* [TAREAS PROPUESTAS]
**1)** ¿Qué años se mencionan en el texto sobre el sufragio femenino en España? Enuméralos todos.
**2)** Reproduce literalmente el pasaje del texto sobre el sufragio femenino en España que va desde "En 1907 la reforma" hasta "otros seis diputados.".
**3)** Escribe la continuación del texto sobre el sufragio femenino en España a partir de su última oración.

El debate sobre el derecho de la mujer a votar empieza en España muy pronto. Téngase en cuenta que la primera vez que el tema se plantea es en el proyecto electoral de 1877, en los inicios de la Restauración, introducido, por cierto, por siete diputados conservadores entre los cuales Alejandro Pidal y Mon, el cual, de haber prosperado, habría convertido a España en el primer país del mundo en aprobar el sufragio femenino, nada menos que dieciséis años antes de hacerlo el siguiente, aunque tampoco conviene engañarse en exceso, porque aparte de que la propuesta no salió adelante, sólo planteaba la posibilidad de conceder el voto a mujeres que ejercieran la patria potestad (viudas en definitiva) entonces reservada a los hombres. Si bien perfectamente parangonable con lo que habría de constituir el debate sobre el sufragio en los países que lo abordarían.
En 1907 la reforma de la Ley Electoral presentada por el Gobierno Maura representa una nueva oportunidad para el debate. Se presentan dos propuestas, una que proponía otorgarlo a viudas y solteras emancipadas pero sólo en elecciones municipales, y otra que abría el espectro a todo tipo de elecciones mediante pago de un censo. La aprobación que finalmente no se produjo, habría convertido a España en el cuarto país del mundo en otorgar el voto a las mujeres. Un nuevo intento muy similar y también fracasado, mujeres emancipadas y sólo en elecciones municipales, se lo debemos en 1908 a Francisco Pi y Arsuaga y otros seis diputados.
En 1919 vuelve a presentarse un proyecto de Ley de Manuel Burgos y Mazo muy original en sus planteamientos, pues concedía el derecho de voto a todas las mujeres y establecía que las elecciones se celebraran en dos días: un primero para los hombres y un segundo para las mujeres. Lamentablemente, el proyecto no llega a ser ni debatido. Y en 1924, en plena Dictadura de Primo de Rivera, se presenta una nueva propuesta en el Estatuto Municipal la cual ha de reconocerse, por duro que le pueda parecer a la progresía de turno, como la primera ley que otorga el voto a las mujeres españolas, bien que con dos excepciones no poco importantes que no deben dejar de mencionarse: la primera, que se limitaba a elecciones municipales, y por lo tanto, no alcanzaba a las nacionales; la segunda, la restricción no sólo a prostitutas, sino también a toda mujer casada, lo que en palabras de Miguel Primo de Rivera tenía el objeto de evitar discusiones en el seno familiar.

* [EXTRACTOS DE DATOS]
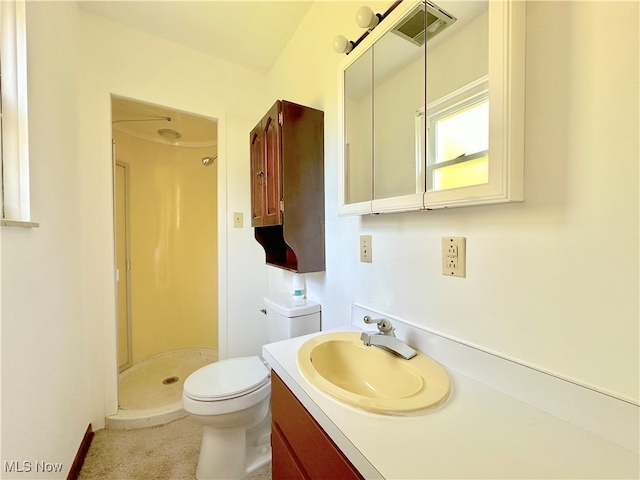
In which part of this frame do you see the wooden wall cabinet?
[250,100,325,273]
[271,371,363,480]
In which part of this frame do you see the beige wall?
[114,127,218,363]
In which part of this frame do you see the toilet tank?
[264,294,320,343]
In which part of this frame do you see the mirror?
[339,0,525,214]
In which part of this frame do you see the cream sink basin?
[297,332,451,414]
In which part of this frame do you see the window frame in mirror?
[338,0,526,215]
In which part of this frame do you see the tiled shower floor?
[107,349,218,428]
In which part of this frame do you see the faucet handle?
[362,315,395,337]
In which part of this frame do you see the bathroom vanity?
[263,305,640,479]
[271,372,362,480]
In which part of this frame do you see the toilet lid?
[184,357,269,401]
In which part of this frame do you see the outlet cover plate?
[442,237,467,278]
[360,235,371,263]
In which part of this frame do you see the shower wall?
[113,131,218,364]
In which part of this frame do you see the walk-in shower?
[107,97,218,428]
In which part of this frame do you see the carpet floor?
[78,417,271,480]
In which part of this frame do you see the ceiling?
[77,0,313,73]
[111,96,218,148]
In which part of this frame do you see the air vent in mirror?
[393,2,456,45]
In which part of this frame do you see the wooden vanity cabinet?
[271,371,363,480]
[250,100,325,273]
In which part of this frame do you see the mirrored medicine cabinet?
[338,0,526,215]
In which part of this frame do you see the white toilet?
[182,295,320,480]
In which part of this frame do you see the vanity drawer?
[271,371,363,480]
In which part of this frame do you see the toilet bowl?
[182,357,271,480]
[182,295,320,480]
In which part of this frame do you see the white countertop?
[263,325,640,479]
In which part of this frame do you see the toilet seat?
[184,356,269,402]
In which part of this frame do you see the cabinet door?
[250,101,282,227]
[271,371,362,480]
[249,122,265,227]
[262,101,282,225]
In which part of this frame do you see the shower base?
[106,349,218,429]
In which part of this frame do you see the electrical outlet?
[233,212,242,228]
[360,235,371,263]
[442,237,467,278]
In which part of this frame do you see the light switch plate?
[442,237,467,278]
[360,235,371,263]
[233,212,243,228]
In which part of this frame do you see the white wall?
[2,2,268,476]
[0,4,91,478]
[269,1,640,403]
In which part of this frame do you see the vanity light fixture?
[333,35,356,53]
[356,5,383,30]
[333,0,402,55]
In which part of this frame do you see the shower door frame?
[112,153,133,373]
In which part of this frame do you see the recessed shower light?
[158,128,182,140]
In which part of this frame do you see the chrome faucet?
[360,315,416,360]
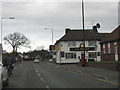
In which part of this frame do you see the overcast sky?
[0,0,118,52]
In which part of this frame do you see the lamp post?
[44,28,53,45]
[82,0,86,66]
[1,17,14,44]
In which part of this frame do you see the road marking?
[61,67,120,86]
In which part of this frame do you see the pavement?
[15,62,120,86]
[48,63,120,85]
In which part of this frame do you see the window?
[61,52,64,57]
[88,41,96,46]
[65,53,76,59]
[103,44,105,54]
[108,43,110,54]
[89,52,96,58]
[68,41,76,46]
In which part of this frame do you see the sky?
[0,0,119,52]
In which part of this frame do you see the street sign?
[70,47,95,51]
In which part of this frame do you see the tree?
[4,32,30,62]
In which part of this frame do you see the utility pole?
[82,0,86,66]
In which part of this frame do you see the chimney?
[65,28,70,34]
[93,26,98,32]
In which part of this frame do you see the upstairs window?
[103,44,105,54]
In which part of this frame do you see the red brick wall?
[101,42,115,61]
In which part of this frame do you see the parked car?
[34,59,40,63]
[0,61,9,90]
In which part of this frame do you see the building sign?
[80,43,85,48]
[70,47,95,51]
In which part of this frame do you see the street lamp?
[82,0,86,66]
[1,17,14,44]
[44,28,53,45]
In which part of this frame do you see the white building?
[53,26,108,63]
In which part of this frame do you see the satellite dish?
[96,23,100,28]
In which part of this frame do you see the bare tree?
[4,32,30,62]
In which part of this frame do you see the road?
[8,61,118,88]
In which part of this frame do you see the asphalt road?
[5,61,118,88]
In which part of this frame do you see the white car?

* [RESULTADOS DE TAREAS]
**1)** 1877, 1907, 1908, 1919, 1924

**2)**
En 1907 la reforma de la Ley Electoral presentada por el Gobierno Maura representa una nueva oportunidad para el debate. Se presentan dos propuestas, una que proponía otorgarlo a viudas y solteras emancipadas pero sólo en elecciones municipales, y otra que abría el espectro a todo tipo de elecciones mediante pago de un censo. La aprobación que finalmente no se produjo, habría convertido a España en el cuarto país del mundo en otorgar el voto a las mujeres. Un nuevo intento muy similar y también fracasado, mujeres emancipadas y sólo en elecciones municipales, se lo debemos en 1908 a Francisco Pi y Arsuaga y otros seis diputados.

**3)**
Dentro del mismo período histórico de la Dictadura, el proyecto de Constitución de 1929 que no llegó a entrar en vigor, en su artículo 61 establecía:
“Serán electores de sufragio directo todos los españoles de ambos sexos, que hayan cumplido la edad legal, con las solas excepciones que la ley taxativamente establezca. Serán electores en los Colegios especiales los españoles de ambos sexos, que se hallen inscritos en el respectivo censo profesional o de clase, por reunir las condiciones que para cada caso fijará la ley”.
El art. 55 por su parte, ya había señalado:
“Para ser elegido Diputado a Cortes se requerirá, sin distinción de sexos, ser español, haber cumplido la edad legal y gozar de la plenitud de los derechos civiles correspondientes al estado de cada cual”.
Las elecciones a Cortes constituyentes del año 1931, las primeras convocadas durante la República, se van a hacer con la Ley Electoral de 1907, es decir, aquélla que se planteó otorgar el voto a las mujeres pero al final no lo hizo, con pequeños retoques realizados por un decreto de 8 de mayo de 1931 consistentes en la sustitución de distritos electorales por circunscripciones provinciales, y la reducción de la edad para votar de 25 a 23 años, sin mayor consecuencia, como se ve, por lo que al tema que aquí nos ocupa se refiere. Se pregunta uno si no se pudieron hacer, por lo menos, con la algo más progresista de la Dictadura, que por lo menos, habría permitido votar a algunas mujeres.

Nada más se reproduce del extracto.